Dataset rows
----------------

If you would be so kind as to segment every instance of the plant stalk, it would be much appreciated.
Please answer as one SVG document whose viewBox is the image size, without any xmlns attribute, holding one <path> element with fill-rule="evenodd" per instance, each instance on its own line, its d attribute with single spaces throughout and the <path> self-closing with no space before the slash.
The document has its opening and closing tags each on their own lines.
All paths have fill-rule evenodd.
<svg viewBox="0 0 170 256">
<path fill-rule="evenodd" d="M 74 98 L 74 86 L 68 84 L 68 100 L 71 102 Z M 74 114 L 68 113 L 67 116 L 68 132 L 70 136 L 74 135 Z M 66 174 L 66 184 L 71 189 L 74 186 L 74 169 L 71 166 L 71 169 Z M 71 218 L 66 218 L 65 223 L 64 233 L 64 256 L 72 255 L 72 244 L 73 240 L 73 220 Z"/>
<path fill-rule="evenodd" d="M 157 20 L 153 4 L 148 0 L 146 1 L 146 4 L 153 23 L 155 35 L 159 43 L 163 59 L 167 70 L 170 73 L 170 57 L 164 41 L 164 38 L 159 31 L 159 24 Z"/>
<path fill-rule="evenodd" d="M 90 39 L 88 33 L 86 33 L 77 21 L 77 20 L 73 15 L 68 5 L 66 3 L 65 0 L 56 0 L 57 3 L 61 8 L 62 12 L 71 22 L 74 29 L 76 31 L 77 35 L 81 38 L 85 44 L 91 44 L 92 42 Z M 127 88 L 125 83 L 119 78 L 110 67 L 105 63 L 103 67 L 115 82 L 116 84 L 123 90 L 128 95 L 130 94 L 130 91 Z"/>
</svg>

----------------

» Short exercise
Copy all the items above again in full, requests included, but shift every number in the answers (the viewBox values and the path coordinates) up by 129.

» Final result
If you would be so kind as to segment every instance of the plant stalk, it would be much appreciated.
Please answer as one SVG document whose viewBox is the image size, without any xmlns attribute, holding one <path> element with fill-rule="evenodd" per instance, each instance on its own line, its d attribute with single spaces throughout and the <path> self-closing with no space before the slash.
The document has its opening and closing tags each on their own lines.
All paths have fill-rule evenodd.
<svg viewBox="129 129 299 385">
<path fill-rule="evenodd" d="M 203 227 L 203 215 L 197 213 L 197 229 L 200 231 Z M 203 243 L 197 242 L 196 245 L 197 261 L 199 265 L 203 264 Z M 195 303 L 195 313 L 200 318 L 203 315 L 203 298 L 200 295 L 200 298 Z M 200 347 L 195 347 L 194 352 L 193 362 L 193 385 L 201 384 L 201 373 L 202 369 L 202 349 Z"/>
<path fill-rule="evenodd" d="M 286 149 L 282 133 L 277 129 L 275 130 L 275 133 L 282 152 L 284 164 L 288 172 L 292 188 L 296 199 L 299 202 L 299 186 L 293 170 L 293 167 L 288 160 L 288 153 Z"/>
<path fill-rule="evenodd" d="M 219 168 L 217 162 L 215 162 L 206 150 L 206 149 L 202 144 L 197 134 L 195 132 L 194 129 L 185 129 L 186 132 L 190 137 L 191 141 L 200 151 L 203 158 L 205 160 L 206 164 L 210 167 L 214 173 L 220 173 L 221 171 Z M 256 217 L 254 212 L 248 207 L 239 196 L 234 192 L 232 196 L 244 211 L 245 213 L 252 219 L 257 224 L 259 223 L 259 220 Z"/>
</svg>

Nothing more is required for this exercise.